__STATED EXERCISE__:
Reproduce exactly the entries from the "Please trace the outline of every instance of the operator" line to the end. Skip all pictures.

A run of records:
* * *
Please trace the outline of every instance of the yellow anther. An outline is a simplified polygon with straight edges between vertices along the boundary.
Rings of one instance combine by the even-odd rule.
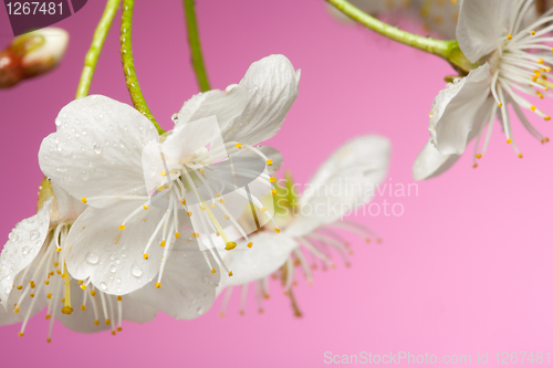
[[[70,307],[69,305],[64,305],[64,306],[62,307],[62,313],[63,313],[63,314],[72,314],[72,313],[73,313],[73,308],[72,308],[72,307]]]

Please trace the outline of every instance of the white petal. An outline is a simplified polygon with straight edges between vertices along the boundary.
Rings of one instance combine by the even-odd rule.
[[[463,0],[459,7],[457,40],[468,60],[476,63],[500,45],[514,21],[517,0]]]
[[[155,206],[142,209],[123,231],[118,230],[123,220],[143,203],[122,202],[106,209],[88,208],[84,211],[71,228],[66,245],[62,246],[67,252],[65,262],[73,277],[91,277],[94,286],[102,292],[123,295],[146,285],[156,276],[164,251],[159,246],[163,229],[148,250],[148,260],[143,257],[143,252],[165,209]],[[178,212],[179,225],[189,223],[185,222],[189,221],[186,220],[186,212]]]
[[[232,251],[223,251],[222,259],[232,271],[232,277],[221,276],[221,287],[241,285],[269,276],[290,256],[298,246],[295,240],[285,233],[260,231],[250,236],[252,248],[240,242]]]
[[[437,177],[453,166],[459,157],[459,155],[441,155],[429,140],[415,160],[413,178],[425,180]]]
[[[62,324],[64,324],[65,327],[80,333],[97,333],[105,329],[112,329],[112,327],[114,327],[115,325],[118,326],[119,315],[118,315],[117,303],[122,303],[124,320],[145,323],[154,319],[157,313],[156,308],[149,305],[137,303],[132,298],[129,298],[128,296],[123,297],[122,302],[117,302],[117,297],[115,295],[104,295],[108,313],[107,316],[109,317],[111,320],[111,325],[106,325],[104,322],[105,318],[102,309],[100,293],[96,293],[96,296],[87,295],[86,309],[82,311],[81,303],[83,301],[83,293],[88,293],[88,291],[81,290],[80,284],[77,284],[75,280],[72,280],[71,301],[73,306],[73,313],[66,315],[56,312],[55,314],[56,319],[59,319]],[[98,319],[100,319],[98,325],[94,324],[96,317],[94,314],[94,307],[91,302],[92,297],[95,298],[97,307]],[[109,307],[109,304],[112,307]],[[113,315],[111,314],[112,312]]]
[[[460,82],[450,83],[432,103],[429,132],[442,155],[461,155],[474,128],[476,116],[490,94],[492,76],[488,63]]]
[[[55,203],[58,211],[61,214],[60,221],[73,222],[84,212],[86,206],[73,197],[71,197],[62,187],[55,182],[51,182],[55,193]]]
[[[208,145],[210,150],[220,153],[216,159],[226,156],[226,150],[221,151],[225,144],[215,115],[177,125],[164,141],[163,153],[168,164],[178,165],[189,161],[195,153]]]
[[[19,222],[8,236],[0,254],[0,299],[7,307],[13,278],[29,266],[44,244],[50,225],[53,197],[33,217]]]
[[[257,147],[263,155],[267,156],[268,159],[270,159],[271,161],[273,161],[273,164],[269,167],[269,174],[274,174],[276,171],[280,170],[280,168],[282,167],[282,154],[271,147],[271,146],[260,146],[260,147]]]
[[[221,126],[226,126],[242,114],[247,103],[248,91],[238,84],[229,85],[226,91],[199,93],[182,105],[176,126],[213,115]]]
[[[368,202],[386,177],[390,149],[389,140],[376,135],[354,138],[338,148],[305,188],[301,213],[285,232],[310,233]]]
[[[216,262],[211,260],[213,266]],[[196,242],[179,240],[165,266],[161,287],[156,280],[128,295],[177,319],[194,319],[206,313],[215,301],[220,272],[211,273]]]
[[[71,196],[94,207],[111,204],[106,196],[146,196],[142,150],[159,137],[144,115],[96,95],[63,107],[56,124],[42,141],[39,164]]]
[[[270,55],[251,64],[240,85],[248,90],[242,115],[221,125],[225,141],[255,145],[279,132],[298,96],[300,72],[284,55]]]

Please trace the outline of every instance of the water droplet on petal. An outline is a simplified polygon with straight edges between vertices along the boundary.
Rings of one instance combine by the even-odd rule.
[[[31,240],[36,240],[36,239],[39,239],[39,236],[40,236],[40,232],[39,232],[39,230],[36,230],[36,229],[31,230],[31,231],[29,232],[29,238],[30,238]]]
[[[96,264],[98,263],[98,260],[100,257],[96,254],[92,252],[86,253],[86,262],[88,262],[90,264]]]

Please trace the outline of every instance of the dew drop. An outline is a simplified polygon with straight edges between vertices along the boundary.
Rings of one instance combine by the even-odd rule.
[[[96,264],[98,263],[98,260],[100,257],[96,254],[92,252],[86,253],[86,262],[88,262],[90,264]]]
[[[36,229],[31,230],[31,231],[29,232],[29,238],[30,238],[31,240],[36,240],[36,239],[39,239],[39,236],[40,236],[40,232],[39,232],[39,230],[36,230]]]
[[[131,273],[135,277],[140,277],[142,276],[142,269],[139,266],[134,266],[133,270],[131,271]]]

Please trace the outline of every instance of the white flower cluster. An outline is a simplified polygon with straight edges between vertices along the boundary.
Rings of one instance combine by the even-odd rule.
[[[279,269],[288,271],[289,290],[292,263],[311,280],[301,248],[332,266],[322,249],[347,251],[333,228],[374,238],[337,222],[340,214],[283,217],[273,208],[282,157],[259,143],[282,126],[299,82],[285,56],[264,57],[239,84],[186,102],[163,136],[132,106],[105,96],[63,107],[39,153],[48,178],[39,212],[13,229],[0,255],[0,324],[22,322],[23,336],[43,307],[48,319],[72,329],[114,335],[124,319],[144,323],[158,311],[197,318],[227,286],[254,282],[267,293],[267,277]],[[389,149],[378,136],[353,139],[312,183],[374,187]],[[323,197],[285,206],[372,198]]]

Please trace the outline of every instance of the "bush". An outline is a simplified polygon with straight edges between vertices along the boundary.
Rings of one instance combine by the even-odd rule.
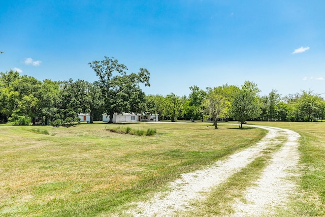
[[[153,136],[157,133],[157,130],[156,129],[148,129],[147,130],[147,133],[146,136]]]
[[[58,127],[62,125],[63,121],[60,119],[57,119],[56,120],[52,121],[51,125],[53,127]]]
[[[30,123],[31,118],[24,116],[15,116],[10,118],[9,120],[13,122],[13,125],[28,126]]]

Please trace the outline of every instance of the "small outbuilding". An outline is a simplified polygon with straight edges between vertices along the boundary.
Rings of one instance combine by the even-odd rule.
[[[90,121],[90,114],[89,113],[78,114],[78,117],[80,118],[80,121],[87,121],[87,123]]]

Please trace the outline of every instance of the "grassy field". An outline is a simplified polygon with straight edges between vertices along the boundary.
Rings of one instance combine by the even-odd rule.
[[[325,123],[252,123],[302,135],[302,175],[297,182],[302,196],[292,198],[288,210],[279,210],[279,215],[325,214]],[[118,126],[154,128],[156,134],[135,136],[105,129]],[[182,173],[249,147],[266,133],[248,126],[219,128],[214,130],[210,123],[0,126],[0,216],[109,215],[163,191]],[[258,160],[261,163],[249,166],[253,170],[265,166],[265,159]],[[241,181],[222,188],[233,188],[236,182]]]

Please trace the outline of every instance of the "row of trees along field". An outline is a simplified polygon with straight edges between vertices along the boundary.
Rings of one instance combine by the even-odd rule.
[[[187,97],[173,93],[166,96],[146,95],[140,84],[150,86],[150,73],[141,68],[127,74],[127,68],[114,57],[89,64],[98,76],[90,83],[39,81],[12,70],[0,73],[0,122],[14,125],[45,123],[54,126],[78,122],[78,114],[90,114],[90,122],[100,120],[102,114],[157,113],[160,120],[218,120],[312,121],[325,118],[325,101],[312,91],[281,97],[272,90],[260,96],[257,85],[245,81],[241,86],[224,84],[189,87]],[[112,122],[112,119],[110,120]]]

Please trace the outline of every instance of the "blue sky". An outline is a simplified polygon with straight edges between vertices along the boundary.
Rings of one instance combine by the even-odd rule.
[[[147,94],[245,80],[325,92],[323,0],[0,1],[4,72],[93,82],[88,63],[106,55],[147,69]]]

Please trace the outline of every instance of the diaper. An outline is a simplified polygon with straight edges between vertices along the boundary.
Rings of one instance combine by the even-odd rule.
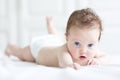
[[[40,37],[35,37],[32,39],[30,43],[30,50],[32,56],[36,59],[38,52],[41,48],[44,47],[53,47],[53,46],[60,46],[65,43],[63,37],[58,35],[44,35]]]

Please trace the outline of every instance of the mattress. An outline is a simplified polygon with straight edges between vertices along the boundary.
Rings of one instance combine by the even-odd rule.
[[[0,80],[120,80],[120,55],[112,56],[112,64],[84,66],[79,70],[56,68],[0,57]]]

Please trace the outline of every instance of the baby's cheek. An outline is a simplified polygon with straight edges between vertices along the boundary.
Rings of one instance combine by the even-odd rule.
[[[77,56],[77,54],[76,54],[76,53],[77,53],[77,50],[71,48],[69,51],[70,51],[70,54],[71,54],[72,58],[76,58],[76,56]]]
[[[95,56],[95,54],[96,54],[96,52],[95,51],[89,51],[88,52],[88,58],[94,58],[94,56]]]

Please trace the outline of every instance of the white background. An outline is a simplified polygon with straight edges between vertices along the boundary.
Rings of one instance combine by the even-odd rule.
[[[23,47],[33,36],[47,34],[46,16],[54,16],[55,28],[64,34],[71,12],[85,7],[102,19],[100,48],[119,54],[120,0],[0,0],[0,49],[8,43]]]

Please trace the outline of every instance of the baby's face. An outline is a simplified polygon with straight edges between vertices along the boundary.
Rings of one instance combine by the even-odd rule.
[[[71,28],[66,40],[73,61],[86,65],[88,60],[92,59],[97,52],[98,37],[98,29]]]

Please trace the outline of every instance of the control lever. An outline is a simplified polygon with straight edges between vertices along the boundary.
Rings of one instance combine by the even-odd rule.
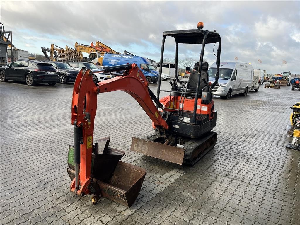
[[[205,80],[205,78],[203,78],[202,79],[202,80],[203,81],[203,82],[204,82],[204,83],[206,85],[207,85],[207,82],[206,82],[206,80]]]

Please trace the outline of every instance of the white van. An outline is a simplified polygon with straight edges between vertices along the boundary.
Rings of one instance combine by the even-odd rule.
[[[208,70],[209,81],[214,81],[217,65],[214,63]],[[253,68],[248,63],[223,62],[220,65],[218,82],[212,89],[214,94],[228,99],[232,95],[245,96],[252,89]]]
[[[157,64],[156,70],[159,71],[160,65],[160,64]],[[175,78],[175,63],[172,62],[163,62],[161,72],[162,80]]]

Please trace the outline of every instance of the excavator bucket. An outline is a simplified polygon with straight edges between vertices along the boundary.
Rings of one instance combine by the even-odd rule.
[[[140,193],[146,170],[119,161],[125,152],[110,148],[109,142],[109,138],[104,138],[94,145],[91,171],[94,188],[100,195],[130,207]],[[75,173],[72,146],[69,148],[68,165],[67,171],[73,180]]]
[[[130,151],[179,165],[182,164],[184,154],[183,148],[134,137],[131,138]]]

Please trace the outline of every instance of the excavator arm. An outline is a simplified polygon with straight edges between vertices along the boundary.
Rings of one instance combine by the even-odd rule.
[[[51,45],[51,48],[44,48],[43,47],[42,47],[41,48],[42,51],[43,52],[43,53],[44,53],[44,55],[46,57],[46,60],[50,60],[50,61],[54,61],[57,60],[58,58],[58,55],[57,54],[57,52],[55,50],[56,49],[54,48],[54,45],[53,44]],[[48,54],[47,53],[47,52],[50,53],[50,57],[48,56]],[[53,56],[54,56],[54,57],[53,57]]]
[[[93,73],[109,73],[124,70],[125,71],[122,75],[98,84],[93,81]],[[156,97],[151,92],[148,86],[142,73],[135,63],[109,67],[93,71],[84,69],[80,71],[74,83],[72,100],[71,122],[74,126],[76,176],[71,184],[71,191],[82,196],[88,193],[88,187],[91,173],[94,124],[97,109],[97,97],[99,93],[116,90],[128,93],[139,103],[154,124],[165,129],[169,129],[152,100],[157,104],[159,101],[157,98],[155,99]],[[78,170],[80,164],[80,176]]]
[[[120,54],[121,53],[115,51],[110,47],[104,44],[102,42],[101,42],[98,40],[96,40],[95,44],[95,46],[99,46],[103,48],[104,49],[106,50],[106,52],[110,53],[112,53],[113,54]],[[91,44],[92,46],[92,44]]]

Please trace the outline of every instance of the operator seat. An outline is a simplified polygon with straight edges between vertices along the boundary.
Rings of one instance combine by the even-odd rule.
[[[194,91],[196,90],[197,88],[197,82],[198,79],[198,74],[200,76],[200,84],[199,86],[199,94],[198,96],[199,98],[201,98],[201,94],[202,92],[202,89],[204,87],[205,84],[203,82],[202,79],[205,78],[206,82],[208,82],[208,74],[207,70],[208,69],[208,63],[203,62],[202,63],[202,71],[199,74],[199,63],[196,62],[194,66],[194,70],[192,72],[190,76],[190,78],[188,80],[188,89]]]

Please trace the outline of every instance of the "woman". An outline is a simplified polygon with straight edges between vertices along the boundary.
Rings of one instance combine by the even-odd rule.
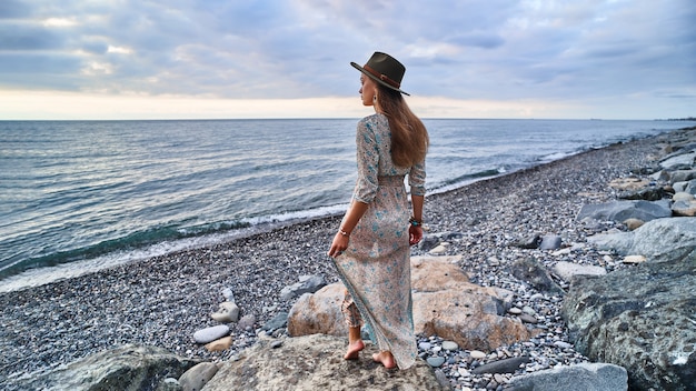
* * *
__RESPONSE TO THIS TASK__:
Please trace the outline of every instance of the operator seat. An outline is a simplified polygon with straight edges between vertices along the boundary.
Rings of one instance combine by the even-odd rule.
[[[194,91],[196,90],[197,88],[197,82],[198,79],[198,74],[200,76],[200,84],[199,86],[199,94],[198,96],[199,98],[201,98],[201,94],[202,92],[202,89],[204,87],[205,84],[203,82],[202,79],[205,78],[206,82],[208,82],[208,74],[207,70],[208,69],[208,63],[203,62],[202,63],[202,71],[199,74],[199,63],[196,62],[194,66],[194,70],[192,72],[190,76],[190,78],[188,80],[188,89]]]

Please trace the outline of every instance of the "woman". An outline is a simplified polygon with straight edges between vertices along the boundary.
Rings of one instance combine by the even-odd rule.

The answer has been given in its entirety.